STATED GOAL A :: Retype the part of the assignment instructions between "Ailerons are small" and "on supervised learning.", inclusive, with no changes.

PASSAGE ::
>>>>

5. An HTML version of your notebook will appear in the files, so you can download it.

6. Submit **both** <font color='red'>`HTML` and `IPYNB`</font>  files for this notebook on Quercus for grading.

7. Make sure you compeleted the last part on <font color='red'>**GitHub**</font> and added your link to the last cell here. The teaching team will view and grade your part 7 on GitHub.



Ref: https://stackoverflow.com/a/64487858 



## Part 1 - Getting Started [1 marks]

Ailerons are small hinged sections on the outboard portion of a wing used to control the roll of an airplane. In this project, we are going to design a controller to manage the ailerons of an aircraft based on supervised learning.

![Aileron](https://www.eecg.utoronto.ca/~hadizade/APS1070/p3Ar.jpg)




The following dataset contains 13750 instances, where each instance is a set of 40 features describing the airplane's status. Our goal is to use these features to predict the `Goal` column, which is a command that our controller should issue. We will make our predictions by implementing linear regression.

<<<<

STATED GOAL B :: Echo the listing unchanged, from its first line through the line holding "pixel 328 226", with both ends included.

GIVEN DATA ::
>>>>

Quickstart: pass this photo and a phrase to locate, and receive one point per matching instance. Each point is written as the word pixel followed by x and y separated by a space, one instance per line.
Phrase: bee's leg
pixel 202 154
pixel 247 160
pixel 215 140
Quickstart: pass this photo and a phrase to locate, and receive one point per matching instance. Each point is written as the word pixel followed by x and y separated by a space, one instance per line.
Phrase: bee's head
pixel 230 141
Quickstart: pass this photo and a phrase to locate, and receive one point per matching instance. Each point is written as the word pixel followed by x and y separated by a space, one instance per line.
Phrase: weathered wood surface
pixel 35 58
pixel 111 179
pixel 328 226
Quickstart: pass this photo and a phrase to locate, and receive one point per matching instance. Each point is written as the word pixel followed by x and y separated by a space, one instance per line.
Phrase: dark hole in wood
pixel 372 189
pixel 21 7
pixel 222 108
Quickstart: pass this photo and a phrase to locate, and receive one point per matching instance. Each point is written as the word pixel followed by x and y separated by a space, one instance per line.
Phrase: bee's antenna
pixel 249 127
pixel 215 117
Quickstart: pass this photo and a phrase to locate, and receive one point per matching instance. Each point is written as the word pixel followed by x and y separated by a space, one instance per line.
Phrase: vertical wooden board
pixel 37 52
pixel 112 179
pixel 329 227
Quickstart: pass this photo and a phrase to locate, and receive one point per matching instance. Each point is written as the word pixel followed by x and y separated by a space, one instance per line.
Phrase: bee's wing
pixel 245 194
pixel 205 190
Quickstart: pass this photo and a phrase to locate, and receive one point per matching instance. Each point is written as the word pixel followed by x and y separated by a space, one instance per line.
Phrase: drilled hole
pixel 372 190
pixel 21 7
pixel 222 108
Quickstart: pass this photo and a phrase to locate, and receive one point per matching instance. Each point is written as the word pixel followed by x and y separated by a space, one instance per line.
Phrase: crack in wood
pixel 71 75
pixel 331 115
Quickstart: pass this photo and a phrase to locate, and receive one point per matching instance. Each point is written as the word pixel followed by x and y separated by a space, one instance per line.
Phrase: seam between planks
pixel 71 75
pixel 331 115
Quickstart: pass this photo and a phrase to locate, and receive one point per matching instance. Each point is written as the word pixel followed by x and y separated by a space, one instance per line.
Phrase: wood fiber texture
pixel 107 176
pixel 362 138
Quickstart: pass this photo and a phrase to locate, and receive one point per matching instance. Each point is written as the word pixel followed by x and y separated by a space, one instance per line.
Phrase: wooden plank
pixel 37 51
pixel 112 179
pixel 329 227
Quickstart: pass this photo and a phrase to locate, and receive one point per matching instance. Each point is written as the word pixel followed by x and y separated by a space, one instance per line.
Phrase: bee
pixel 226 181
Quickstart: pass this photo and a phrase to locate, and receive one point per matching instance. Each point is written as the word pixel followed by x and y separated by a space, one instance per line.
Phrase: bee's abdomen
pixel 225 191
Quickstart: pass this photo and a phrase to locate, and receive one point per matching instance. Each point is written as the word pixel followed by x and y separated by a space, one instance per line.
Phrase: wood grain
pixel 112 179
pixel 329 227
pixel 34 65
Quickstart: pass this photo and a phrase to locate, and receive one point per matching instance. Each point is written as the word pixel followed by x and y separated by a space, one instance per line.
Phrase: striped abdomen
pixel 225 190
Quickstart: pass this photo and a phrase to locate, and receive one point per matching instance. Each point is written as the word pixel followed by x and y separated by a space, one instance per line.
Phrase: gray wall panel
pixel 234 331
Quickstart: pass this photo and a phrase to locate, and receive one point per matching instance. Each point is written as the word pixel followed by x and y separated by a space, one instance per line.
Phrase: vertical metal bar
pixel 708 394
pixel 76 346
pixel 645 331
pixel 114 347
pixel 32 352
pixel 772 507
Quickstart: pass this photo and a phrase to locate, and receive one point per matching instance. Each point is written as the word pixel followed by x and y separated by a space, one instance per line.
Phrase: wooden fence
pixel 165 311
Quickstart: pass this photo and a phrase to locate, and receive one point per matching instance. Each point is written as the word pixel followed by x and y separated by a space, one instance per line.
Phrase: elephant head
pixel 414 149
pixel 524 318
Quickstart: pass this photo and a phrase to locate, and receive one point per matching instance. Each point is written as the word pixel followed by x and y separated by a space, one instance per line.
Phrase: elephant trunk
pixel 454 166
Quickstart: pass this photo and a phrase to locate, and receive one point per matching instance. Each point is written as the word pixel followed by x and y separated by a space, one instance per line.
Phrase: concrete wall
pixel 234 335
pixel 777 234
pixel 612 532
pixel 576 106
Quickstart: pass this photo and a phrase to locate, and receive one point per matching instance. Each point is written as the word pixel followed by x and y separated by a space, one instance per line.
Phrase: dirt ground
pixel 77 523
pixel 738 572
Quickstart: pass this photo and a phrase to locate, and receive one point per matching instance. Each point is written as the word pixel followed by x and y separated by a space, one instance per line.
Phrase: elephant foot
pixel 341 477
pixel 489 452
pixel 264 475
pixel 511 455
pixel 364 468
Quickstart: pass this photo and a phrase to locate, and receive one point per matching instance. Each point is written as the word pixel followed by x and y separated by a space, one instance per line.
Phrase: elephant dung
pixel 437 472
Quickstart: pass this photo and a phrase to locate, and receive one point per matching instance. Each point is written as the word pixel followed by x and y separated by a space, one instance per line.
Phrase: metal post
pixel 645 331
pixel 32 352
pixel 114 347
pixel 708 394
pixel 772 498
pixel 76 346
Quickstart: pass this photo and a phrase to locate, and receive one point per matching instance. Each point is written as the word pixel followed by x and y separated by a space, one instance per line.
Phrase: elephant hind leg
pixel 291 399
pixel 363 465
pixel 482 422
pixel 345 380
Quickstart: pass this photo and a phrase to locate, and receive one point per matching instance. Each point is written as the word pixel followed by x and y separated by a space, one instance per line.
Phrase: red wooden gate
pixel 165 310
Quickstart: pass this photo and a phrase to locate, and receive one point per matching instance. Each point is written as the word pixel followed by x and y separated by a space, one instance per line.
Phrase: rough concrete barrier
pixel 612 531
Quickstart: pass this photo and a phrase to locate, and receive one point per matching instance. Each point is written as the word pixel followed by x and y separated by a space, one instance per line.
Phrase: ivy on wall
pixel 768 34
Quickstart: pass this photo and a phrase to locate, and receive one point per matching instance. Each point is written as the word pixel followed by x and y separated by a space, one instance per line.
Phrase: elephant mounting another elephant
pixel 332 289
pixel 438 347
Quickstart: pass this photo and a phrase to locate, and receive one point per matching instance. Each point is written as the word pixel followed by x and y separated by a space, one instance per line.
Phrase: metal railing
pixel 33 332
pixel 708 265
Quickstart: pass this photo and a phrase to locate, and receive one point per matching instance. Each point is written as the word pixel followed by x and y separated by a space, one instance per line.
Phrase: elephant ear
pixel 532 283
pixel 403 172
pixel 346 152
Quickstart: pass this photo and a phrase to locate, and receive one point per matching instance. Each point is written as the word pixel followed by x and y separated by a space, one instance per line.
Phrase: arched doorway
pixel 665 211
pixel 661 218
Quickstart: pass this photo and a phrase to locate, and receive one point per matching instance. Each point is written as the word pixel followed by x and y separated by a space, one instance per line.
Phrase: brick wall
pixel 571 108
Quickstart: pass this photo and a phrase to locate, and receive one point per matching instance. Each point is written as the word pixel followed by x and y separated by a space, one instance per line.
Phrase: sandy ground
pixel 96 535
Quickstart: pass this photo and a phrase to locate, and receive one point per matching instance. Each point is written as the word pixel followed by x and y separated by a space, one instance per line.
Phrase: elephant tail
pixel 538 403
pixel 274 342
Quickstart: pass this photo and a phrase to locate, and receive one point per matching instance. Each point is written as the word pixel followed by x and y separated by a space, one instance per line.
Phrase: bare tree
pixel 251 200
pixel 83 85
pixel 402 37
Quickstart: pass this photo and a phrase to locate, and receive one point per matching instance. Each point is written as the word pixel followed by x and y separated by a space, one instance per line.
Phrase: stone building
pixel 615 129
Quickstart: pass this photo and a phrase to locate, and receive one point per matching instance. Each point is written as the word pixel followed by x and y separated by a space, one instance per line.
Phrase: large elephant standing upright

<<<<

ANSWER A ::
Ailerons are small hinged sections on the outboard portion of a wing used to control the roll of an airplane. In this project, we are going to design a controller to manage the ailerons of an aircraft based on supervised learning.

ANSWER B ::
Quickstart: pass this photo and a phrase to locate, and receive one point per matching instance. Each point is written as the word pixel followed by x and y separated by a space, one instance per line.
Phrase: bee's leg
pixel 202 154
pixel 247 160
pixel 215 140
Quickstart: pass this photo and a phrase to locate, and receive one point per matching instance. Each point is written as the word pixel followed by x and y separated by a space, one instance per line.
Phrase: bee's head
pixel 230 141
Quickstart: pass this photo and a phrase to locate, and receive one point per matching instance. Each point is written as the word pixel followed by x and y separated by a space, one instance per line.
Phrase: weathered wood surface
pixel 35 58
pixel 111 179
pixel 328 226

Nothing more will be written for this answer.